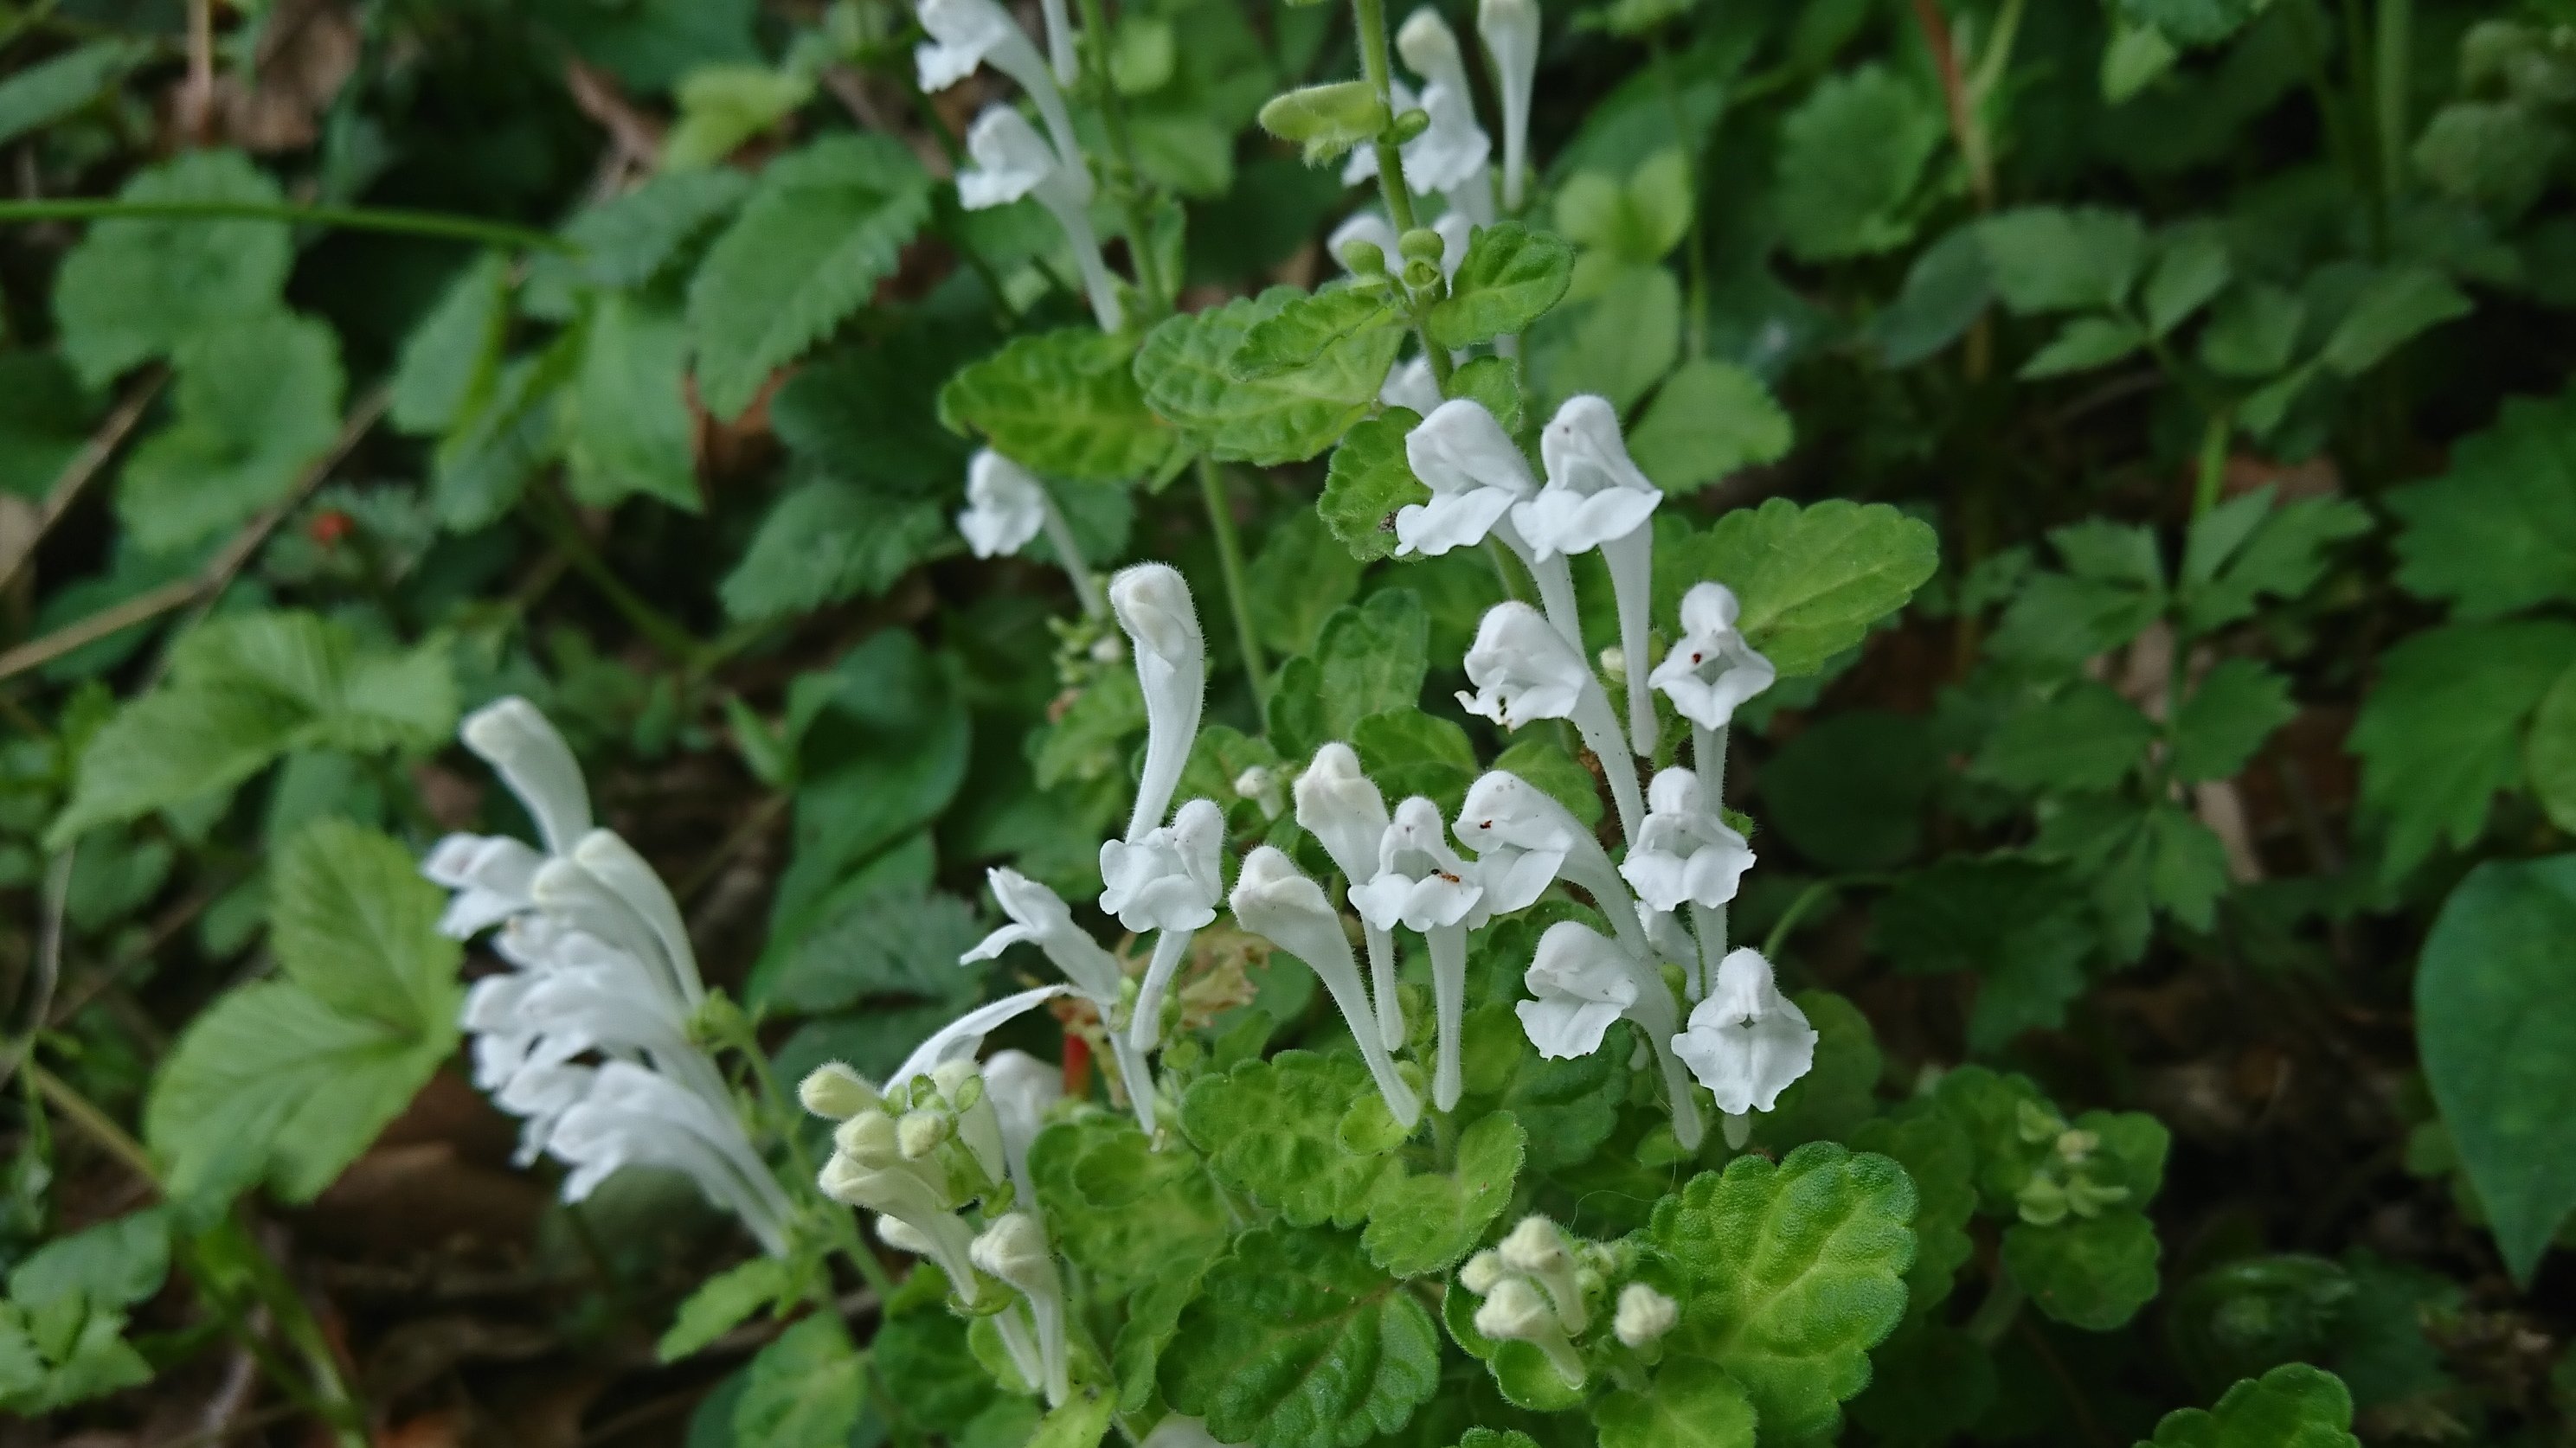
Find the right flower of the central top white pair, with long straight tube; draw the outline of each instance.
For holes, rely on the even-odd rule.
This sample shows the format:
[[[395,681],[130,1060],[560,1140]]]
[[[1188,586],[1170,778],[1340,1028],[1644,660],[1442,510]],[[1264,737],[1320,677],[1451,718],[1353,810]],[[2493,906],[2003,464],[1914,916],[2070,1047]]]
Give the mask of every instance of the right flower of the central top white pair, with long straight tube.
[[[1628,461],[1618,410],[1602,397],[1569,397],[1538,435],[1548,484],[1512,508],[1512,526],[1538,557],[1602,551],[1618,598],[1618,642],[1628,660],[1646,660],[1646,624],[1654,605],[1654,515],[1664,492]],[[1628,667],[1628,729],[1636,752],[1654,757],[1654,693],[1646,675]]]

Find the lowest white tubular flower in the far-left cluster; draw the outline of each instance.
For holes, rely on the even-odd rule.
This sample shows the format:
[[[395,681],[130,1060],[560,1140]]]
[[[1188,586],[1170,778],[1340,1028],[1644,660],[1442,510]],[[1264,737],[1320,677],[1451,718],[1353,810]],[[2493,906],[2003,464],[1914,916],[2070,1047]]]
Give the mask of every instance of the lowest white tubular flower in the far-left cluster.
[[[786,1252],[788,1196],[752,1152],[742,1123],[696,1092],[631,1062],[600,1067],[590,1090],[564,1108],[546,1152],[572,1167],[564,1201],[582,1201],[626,1165],[685,1172],[708,1203],[721,1206],[773,1252]]]

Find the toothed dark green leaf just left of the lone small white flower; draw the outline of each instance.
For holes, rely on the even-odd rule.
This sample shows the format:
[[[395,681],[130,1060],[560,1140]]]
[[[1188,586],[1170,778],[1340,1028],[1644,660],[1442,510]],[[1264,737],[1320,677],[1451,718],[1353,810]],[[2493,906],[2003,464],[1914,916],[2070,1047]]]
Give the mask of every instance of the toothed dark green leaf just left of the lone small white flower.
[[[876,598],[948,544],[948,515],[935,502],[889,505],[866,487],[824,477],[770,505],[716,593],[732,618],[791,618]]]

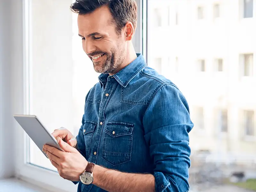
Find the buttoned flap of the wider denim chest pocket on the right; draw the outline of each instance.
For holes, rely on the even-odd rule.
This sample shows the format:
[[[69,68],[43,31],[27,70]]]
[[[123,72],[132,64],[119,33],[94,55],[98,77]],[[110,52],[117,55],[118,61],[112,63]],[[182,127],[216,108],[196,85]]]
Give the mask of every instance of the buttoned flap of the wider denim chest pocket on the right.
[[[104,130],[104,132],[112,137],[131,135],[132,131],[133,124],[123,122],[108,122]]]

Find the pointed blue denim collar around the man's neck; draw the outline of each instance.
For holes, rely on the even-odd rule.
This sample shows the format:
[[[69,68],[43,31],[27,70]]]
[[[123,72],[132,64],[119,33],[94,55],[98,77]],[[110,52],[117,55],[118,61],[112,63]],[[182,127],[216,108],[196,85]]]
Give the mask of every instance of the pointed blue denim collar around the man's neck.
[[[125,68],[113,75],[116,81],[123,87],[126,87],[129,82],[146,66],[146,61],[141,53],[136,53],[137,58],[133,60]],[[99,76],[100,86],[107,82],[109,74],[101,74]]]

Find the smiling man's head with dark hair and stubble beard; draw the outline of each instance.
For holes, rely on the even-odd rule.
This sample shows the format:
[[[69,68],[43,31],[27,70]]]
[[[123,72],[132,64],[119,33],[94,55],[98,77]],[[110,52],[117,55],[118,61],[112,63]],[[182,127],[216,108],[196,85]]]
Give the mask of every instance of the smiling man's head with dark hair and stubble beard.
[[[115,73],[124,62],[137,23],[135,0],[76,0],[78,33],[98,73]]]

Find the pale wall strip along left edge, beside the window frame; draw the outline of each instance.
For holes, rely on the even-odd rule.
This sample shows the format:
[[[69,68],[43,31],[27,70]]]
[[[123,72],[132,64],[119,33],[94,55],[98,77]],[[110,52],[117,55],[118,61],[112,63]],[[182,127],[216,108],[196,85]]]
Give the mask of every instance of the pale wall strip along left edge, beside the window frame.
[[[12,35],[11,3],[0,1],[0,179],[14,175],[14,145],[12,140]]]

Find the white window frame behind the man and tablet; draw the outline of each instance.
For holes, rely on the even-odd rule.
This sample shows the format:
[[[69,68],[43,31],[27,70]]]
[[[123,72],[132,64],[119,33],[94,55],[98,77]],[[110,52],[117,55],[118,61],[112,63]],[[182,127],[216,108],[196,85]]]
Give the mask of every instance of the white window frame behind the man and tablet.
[[[12,86],[15,86],[14,92],[14,103],[19,103],[19,105],[15,106],[14,112],[16,114],[28,114],[29,113],[29,80],[30,80],[30,62],[31,62],[31,42],[29,36],[31,35],[31,1],[32,0],[22,0],[22,6],[16,7],[16,11],[22,14],[22,26],[20,26],[20,20],[17,20],[16,24],[13,26],[20,26],[18,29],[20,31],[16,31],[18,34],[23,35],[23,39],[19,39],[17,44],[22,44],[18,52],[19,54],[23,53],[23,60],[20,62],[14,63],[13,70],[18,70],[22,74],[15,75],[14,81],[12,82]],[[133,37],[133,45],[136,52],[140,52],[144,55],[145,59],[147,60],[147,38],[142,38],[142,36],[147,36],[147,30],[142,31],[142,26],[147,29],[147,20],[144,19],[142,23],[142,17],[147,17],[146,8],[147,2],[143,0],[136,0],[138,4],[138,22],[137,22],[137,29],[135,31]],[[144,12],[142,12],[142,8],[144,8]],[[13,71],[14,73],[14,71]],[[15,130],[15,177],[20,180],[25,180],[29,183],[35,184],[44,188],[45,190],[49,191],[63,191],[63,192],[70,192],[76,191],[77,186],[71,181],[64,180],[58,174],[58,172],[48,170],[33,164],[29,164],[29,137],[28,135],[22,130],[19,124],[13,120],[14,130]],[[61,184],[57,184],[61,183]]]

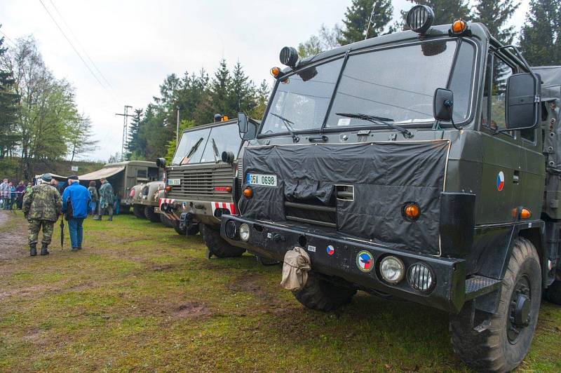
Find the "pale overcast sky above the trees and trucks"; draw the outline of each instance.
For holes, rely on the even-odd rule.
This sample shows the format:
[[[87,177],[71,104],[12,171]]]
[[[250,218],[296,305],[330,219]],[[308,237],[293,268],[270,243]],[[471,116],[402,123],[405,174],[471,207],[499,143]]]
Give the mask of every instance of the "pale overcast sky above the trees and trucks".
[[[99,149],[85,158],[103,161],[121,151],[123,117],[115,113],[122,113],[125,104],[146,107],[166,75],[198,72],[201,67],[212,74],[224,57],[230,67],[239,60],[255,83],[270,82],[269,69],[278,65],[280,48],[297,46],[316,34],[322,23],[329,27],[341,23],[351,4],[351,0],[42,1],[104,87],[41,1],[1,0],[0,32],[11,40],[33,34],[46,65],[56,77],[72,82],[79,109],[92,118],[95,139],[100,140]],[[527,3],[522,0],[511,20],[514,25],[522,25]],[[396,0],[393,6],[397,15],[411,3]]]

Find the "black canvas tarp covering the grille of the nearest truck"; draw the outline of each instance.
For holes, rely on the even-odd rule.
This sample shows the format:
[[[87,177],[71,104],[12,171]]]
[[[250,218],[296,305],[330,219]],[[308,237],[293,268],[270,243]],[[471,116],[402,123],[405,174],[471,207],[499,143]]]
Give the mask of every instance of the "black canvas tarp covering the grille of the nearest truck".
[[[400,250],[438,255],[440,192],[450,142],[379,142],[248,147],[248,172],[277,175],[277,186],[252,186],[241,214],[283,222],[285,201],[335,205],[337,231]],[[334,198],[335,185],[351,185],[352,201]],[[403,207],[417,202],[421,217],[407,221]]]

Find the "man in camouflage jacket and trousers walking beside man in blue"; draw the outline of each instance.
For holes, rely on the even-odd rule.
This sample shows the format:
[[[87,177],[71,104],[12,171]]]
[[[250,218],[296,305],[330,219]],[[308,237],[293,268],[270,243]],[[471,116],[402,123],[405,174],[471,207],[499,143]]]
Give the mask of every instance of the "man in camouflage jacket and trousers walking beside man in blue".
[[[53,239],[53,228],[62,210],[62,200],[58,190],[50,185],[52,177],[43,174],[42,184],[34,186],[23,198],[23,213],[29,222],[27,233],[29,236],[29,255],[37,255],[37,239],[39,229],[43,227],[43,243],[41,255],[48,255],[47,247]]]

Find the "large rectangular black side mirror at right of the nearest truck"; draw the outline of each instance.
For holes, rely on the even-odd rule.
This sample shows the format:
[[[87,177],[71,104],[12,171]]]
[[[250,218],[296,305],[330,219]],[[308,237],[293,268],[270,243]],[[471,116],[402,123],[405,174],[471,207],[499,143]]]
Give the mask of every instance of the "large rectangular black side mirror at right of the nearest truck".
[[[534,128],[539,121],[539,81],[530,73],[513,74],[506,81],[506,128]]]

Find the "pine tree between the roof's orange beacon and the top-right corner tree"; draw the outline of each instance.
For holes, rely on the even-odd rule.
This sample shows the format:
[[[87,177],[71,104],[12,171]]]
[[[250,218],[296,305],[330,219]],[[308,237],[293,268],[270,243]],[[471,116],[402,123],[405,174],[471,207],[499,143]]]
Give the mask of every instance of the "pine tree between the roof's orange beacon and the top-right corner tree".
[[[520,3],[513,4],[513,0],[479,0],[473,20],[487,26],[492,36],[502,43],[510,44],[515,35],[514,26],[505,27],[505,24],[518,6]]]

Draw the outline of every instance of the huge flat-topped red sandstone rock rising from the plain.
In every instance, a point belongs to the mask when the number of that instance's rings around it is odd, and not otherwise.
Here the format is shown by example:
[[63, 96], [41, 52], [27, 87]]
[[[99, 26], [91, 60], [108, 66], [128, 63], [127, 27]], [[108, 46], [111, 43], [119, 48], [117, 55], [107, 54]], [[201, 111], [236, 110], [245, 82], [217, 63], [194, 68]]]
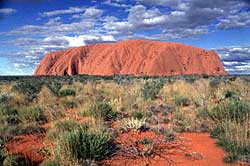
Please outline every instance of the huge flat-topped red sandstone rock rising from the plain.
[[129, 40], [48, 53], [34, 75], [227, 74], [215, 51], [189, 45]]

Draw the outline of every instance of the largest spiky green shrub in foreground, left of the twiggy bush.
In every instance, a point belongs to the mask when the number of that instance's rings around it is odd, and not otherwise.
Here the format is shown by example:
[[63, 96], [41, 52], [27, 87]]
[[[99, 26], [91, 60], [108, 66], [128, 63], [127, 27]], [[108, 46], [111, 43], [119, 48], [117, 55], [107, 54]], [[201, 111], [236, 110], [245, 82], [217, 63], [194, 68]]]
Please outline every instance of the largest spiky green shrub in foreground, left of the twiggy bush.
[[57, 141], [59, 156], [68, 156], [81, 161], [102, 160], [112, 151], [112, 134], [108, 130], [91, 130], [81, 127], [64, 133]]

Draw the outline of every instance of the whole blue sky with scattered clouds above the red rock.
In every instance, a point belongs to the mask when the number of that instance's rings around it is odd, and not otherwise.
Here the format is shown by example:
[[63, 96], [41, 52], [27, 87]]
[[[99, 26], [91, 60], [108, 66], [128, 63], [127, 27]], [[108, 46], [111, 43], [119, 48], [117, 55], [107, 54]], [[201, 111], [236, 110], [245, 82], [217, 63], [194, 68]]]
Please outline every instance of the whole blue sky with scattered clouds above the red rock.
[[250, 0], [2, 0], [0, 75], [30, 75], [50, 51], [151, 39], [215, 49], [250, 74]]

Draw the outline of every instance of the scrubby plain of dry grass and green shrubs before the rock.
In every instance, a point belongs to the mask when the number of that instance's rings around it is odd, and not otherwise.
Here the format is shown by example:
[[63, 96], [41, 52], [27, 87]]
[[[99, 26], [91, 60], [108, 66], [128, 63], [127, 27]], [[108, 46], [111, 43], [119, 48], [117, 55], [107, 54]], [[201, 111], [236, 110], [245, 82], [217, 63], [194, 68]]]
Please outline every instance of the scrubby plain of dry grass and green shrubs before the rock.
[[[0, 165], [31, 162], [5, 147], [20, 135], [43, 135], [53, 144], [42, 165], [97, 165], [121, 153], [147, 158], [165, 152], [177, 146], [181, 132], [209, 132], [226, 150], [225, 161], [249, 162], [249, 102], [245, 77], [79, 76], [1, 83]], [[117, 142], [131, 132], [156, 137], [138, 137], [131, 147]]]

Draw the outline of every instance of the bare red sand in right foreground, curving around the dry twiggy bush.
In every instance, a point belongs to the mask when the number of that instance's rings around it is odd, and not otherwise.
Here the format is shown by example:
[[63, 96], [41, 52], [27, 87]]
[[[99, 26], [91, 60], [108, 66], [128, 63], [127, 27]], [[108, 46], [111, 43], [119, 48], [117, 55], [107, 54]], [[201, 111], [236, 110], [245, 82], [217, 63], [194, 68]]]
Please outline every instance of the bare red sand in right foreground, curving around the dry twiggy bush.
[[[124, 133], [118, 136], [118, 142], [129, 144], [129, 142], [142, 138], [155, 139], [156, 135], [152, 132], [143, 133]], [[225, 152], [216, 146], [215, 141], [210, 138], [208, 133], [183, 133], [178, 135], [177, 142], [163, 147], [172, 146], [169, 151], [162, 151], [152, 158], [125, 157], [119, 154], [112, 159], [105, 161], [111, 166], [225, 166], [223, 157]], [[128, 141], [129, 140], [129, 141]], [[179, 146], [178, 146], [179, 145]], [[236, 165], [236, 164], [235, 164]]]

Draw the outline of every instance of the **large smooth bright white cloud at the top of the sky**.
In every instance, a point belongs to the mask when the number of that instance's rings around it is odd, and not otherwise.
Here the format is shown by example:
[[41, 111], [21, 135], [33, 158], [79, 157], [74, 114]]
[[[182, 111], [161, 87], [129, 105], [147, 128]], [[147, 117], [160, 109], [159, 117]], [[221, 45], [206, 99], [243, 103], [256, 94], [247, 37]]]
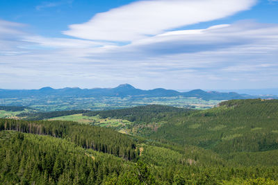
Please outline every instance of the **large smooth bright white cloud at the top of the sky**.
[[256, 0], [153, 0], [138, 1], [95, 15], [84, 24], [70, 25], [63, 33], [83, 39], [133, 41], [242, 10]]

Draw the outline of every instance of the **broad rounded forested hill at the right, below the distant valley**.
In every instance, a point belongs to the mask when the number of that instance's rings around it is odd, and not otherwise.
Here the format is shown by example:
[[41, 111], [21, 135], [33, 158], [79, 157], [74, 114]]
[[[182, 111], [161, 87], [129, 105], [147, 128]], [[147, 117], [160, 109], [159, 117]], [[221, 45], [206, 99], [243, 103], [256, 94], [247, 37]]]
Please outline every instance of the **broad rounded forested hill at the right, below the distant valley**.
::::::::
Problem to work on: The exact lines of the material above starting at the one that contains "Please outline every instance of the huge" and ending at the one that contains "Draw the outline of every instance of the largest" are what to retype; leave out everything else.

Result for this exercise:
Please outline every instance of the huge flat-topped red sandstone rock rising from the plain.
[[129, 40], [48, 53], [34, 75], [227, 74], [215, 51], [189, 45]]

Draw the outline of every instance of the largest spiky green shrub in foreground, left of the twiggy bush.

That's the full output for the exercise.